Segment Start: GIVEN INFORMATION

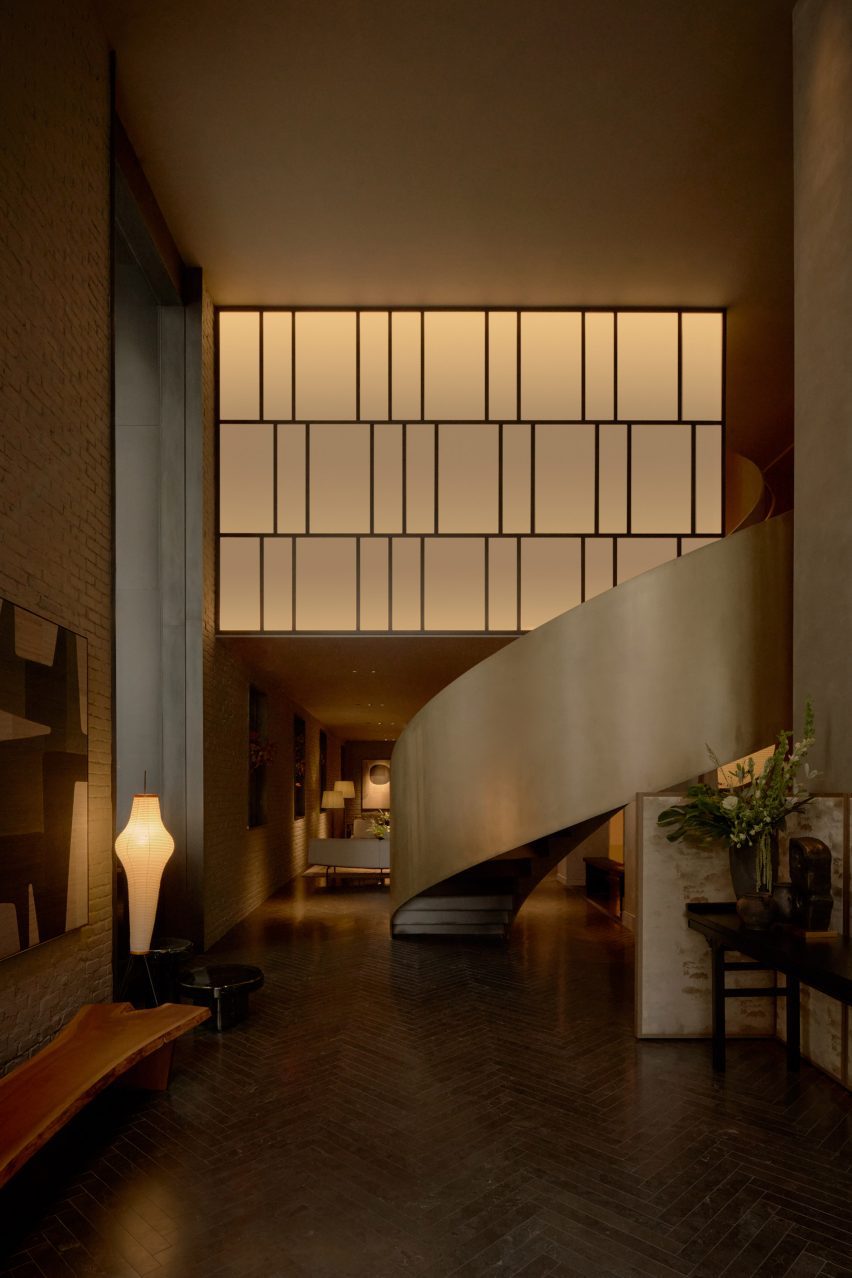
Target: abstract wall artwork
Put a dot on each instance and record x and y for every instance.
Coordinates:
(376, 784)
(44, 780)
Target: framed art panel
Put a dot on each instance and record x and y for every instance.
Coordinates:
(376, 784)
(44, 780)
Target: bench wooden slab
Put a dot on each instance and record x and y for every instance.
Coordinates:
(102, 1043)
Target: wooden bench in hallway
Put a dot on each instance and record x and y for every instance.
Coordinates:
(102, 1043)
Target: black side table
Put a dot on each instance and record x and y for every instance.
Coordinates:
(224, 988)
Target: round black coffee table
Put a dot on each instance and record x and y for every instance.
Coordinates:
(224, 988)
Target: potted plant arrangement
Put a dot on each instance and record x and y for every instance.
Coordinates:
(746, 812)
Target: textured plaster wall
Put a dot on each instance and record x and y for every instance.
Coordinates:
(55, 465)
(823, 547)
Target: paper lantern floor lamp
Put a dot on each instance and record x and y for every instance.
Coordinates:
(143, 847)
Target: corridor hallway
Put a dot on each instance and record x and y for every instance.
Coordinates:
(432, 1108)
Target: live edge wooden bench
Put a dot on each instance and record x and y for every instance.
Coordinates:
(104, 1043)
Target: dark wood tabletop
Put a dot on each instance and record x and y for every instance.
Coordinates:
(824, 965)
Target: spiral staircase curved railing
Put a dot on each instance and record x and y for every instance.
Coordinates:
(524, 755)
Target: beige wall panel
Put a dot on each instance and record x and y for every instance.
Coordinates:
(277, 366)
(701, 367)
(502, 366)
(502, 583)
(646, 367)
(291, 478)
(245, 486)
(405, 566)
(387, 478)
(340, 478)
(468, 478)
(239, 583)
(376, 568)
(673, 962)
(239, 366)
(565, 478)
(600, 382)
(374, 352)
(326, 366)
(662, 479)
(455, 583)
(709, 463)
(551, 377)
(638, 555)
(517, 469)
(277, 583)
(549, 578)
(326, 583)
(419, 478)
(455, 364)
(599, 566)
(612, 482)
(405, 355)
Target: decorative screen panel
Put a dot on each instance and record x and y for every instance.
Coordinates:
(459, 470)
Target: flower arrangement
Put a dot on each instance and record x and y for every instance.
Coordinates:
(381, 827)
(750, 807)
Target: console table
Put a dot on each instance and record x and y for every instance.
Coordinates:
(825, 965)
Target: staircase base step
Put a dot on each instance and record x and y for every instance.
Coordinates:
(450, 929)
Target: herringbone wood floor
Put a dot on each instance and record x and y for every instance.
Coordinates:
(432, 1109)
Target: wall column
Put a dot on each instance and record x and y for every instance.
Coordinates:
(823, 238)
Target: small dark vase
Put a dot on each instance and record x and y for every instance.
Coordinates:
(756, 910)
(744, 865)
(784, 899)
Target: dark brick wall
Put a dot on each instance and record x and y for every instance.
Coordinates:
(55, 453)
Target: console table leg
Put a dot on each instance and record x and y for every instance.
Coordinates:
(718, 1007)
(793, 1023)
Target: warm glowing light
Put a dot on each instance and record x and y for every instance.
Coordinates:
(143, 847)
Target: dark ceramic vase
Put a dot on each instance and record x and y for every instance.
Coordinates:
(784, 897)
(744, 865)
(758, 910)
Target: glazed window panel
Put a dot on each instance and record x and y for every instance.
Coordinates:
(551, 378)
(662, 478)
(245, 488)
(600, 366)
(552, 438)
(405, 364)
(646, 367)
(465, 451)
(455, 364)
(340, 478)
(239, 366)
(502, 583)
(326, 378)
(374, 596)
(239, 574)
(565, 478)
(326, 575)
(291, 464)
(277, 583)
(701, 357)
(455, 583)
(551, 578)
(277, 364)
(374, 344)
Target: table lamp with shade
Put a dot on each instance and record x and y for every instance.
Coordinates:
(331, 800)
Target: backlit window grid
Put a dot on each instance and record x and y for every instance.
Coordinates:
(408, 552)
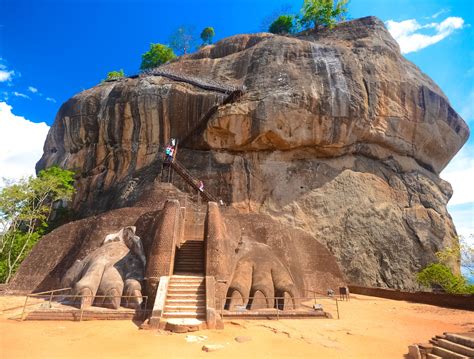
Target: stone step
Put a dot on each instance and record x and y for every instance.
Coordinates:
(184, 290)
(448, 354)
(433, 356)
(186, 297)
(190, 264)
(463, 339)
(184, 281)
(455, 347)
(185, 308)
(193, 301)
(186, 285)
(183, 315)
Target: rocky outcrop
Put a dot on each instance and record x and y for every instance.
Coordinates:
(336, 134)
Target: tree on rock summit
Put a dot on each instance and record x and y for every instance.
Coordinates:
(207, 34)
(283, 25)
(325, 13)
(182, 40)
(156, 56)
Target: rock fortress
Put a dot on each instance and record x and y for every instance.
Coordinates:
(301, 163)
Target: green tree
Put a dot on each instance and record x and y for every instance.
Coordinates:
(207, 34)
(156, 56)
(284, 24)
(325, 13)
(25, 210)
(440, 274)
(114, 75)
(275, 14)
(182, 41)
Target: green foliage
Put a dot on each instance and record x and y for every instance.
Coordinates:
(182, 41)
(441, 275)
(114, 75)
(284, 24)
(269, 19)
(207, 34)
(325, 13)
(25, 209)
(156, 56)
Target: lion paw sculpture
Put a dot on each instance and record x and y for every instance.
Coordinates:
(112, 272)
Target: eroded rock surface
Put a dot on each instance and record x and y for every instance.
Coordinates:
(336, 134)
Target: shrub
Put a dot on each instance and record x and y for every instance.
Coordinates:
(206, 35)
(156, 56)
(114, 75)
(325, 13)
(282, 25)
(441, 275)
(25, 209)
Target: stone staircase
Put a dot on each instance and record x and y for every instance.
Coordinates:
(448, 345)
(453, 346)
(185, 305)
(186, 298)
(193, 182)
(189, 258)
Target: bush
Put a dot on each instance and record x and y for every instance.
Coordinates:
(156, 56)
(114, 75)
(282, 25)
(326, 13)
(25, 209)
(441, 275)
(182, 40)
(206, 35)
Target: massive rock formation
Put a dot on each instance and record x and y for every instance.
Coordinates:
(336, 134)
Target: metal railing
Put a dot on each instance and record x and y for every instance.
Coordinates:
(323, 303)
(51, 297)
(205, 83)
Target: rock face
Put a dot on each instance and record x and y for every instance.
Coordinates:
(336, 134)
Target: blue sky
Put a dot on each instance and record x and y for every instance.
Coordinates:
(52, 49)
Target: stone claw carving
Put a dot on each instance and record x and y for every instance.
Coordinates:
(259, 278)
(113, 270)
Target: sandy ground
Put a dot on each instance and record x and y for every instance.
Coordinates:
(369, 328)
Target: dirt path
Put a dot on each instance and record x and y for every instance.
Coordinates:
(369, 328)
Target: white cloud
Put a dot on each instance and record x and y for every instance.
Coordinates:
(441, 12)
(408, 32)
(21, 143)
(467, 111)
(19, 94)
(6, 75)
(460, 173)
(463, 217)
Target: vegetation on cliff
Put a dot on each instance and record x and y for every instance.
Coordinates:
(314, 13)
(156, 56)
(283, 25)
(114, 75)
(440, 274)
(207, 34)
(25, 210)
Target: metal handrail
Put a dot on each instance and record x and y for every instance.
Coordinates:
(223, 301)
(51, 295)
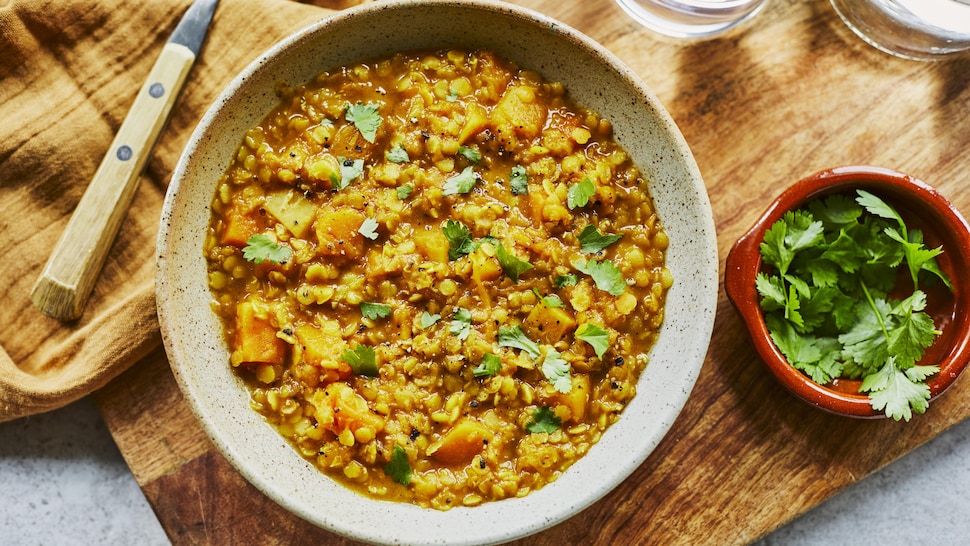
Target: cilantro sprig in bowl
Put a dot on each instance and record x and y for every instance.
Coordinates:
(851, 286)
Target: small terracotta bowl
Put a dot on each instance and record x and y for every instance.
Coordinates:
(922, 207)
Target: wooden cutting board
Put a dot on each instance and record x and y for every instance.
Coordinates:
(793, 93)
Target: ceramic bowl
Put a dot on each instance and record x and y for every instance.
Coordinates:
(193, 337)
(922, 207)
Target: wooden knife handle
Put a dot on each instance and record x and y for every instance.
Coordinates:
(70, 272)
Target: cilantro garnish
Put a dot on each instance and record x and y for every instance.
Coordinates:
(362, 360)
(350, 170)
(490, 365)
(471, 154)
(366, 118)
(557, 370)
(460, 240)
(461, 323)
(399, 469)
(262, 248)
(428, 320)
(592, 241)
(397, 154)
(462, 182)
(543, 420)
(597, 337)
(565, 280)
(579, 194)
(827, 303)
(513, 336)
(368, 228)
(512, 266)
(605, 274)
(403, 192)
(519, 181)
(374, 311)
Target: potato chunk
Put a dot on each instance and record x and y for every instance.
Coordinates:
(337, 232)
(292, 210)
(519, 113)
(548, 324)
(255, 340)
(465, 440)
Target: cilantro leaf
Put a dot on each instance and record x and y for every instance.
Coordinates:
(397, 154)
(605, 274)
(366, 118)
(543, 420)
(262, 248)
(399, 469)
(368, 228)
(795, 231)
(893, 391)
(565, 280)
(592, 241)
(461, 323)
(460, 240)
(428, 320)
(362, 360)
(471, 154)
(596, 336)
(374, 311)
(513, 336)
(828, 309)
(519, 181)
(579, 194)
(403, 192)
(557, 371)
(462, 182)
(912, 330)
(490, 365)
(511, 265)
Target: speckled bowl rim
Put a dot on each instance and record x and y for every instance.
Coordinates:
(744, 262)
(198, 355)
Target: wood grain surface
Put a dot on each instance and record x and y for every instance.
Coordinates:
(791, 93)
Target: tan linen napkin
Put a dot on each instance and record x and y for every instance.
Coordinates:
(69, 70)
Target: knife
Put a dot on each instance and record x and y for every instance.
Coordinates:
(69, 275)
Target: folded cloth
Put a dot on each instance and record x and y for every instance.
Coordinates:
(69, 70)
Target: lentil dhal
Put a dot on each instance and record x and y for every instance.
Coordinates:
(438, 275)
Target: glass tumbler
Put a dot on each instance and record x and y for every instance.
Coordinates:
(691, 18)
(912, 29)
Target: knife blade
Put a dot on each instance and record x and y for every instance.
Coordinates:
(69, 275)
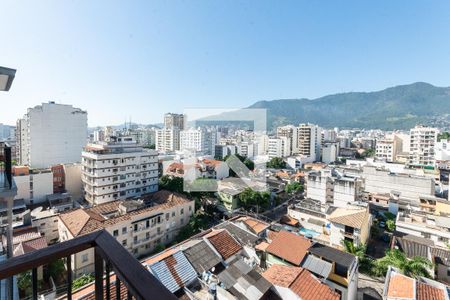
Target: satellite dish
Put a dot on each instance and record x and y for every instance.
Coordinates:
(36, 210)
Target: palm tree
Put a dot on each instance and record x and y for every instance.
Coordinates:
(414, 267)
(359, 251)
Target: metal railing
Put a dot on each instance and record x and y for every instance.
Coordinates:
(110, 256)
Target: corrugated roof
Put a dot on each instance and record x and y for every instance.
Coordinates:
(202, 257)
(289, 247)
(355, 218)
(244, 237)
(83, 221)
(244, 282)
(224, 243)
(332, 254)
(174, 272)
(317, 266)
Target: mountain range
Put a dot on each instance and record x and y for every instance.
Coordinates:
(399, 107)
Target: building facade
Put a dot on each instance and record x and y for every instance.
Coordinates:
(51, 134)
(118, 169)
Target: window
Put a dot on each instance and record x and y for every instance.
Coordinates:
(340, 270)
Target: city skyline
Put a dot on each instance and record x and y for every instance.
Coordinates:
(157, 57)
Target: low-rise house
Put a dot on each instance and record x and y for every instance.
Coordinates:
(343, 276)
(399, 286)
(287, 249)
(139, 226)
(433, 227)
(350, 224)
(298, 283)
(230, 188)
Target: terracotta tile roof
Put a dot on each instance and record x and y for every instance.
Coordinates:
(281, 275)
(25, 234)
(83, 221)
(355, 218)
(224, 243)
(401, 286)
(289, 247)
(288, 220)
(300, 281)
(308, 287)
(428, 292)
(262, 246)
(255, 225)
(271, 234)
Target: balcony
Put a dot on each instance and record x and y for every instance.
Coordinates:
(110, 256)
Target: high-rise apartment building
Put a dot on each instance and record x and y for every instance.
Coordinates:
(291, 133)
(172, 120)
(118, 169)
(200, 140)
(167, 139)
(51, 134)
(422, 143)
(309, 140)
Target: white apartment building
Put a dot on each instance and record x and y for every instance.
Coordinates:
(198, 140)
(383, 181)
(330, 152)
(422, 145)
(167, 140)
(118, 169)
(442, 150)
(139, 225)
(278, 147)
(33, 185)
(333, 189)
(309, 140)
(51, 134)
(172, 120)
(291, 133)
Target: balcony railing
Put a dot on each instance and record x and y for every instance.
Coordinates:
(110, 256)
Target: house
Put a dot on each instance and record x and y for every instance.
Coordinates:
(139, 225)
(399, 286)
(298, 283)
(343, 276)
(350, 224)
(287, 249)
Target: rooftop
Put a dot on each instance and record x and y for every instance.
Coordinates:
(224, 243)
(332, 254)
(82, 221)
(289, 246)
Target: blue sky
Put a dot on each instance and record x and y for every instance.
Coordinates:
(140, 59)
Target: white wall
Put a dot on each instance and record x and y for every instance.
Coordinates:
(57, 134)
(74, 186)
(42, 186)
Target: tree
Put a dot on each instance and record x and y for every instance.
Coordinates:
(443, 136)
(390, 225)
(246, 161)
(366, 264)
(276, 163)
(414, 267)
(174, 184)
(293, 187)
(82, 281)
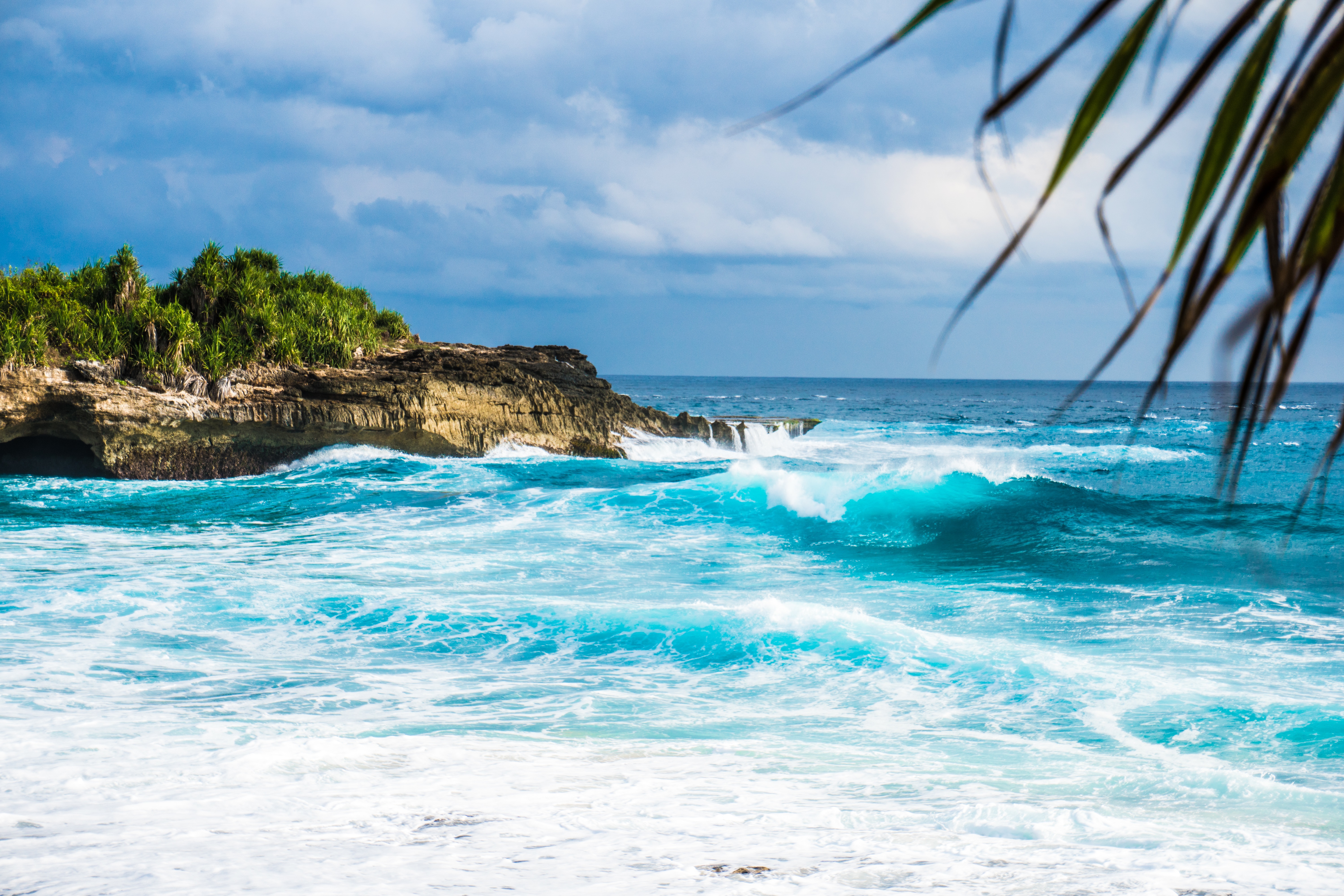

Segment End: GIVEN INFORMATION

WHAT TO DO - All lines with the word "dark" must be located in the data and copied.

EXERCISE RESULT -
Target: dark wood tabletop
Target: small dark vase
Target: dark brick wall
Target: dark ceramic vase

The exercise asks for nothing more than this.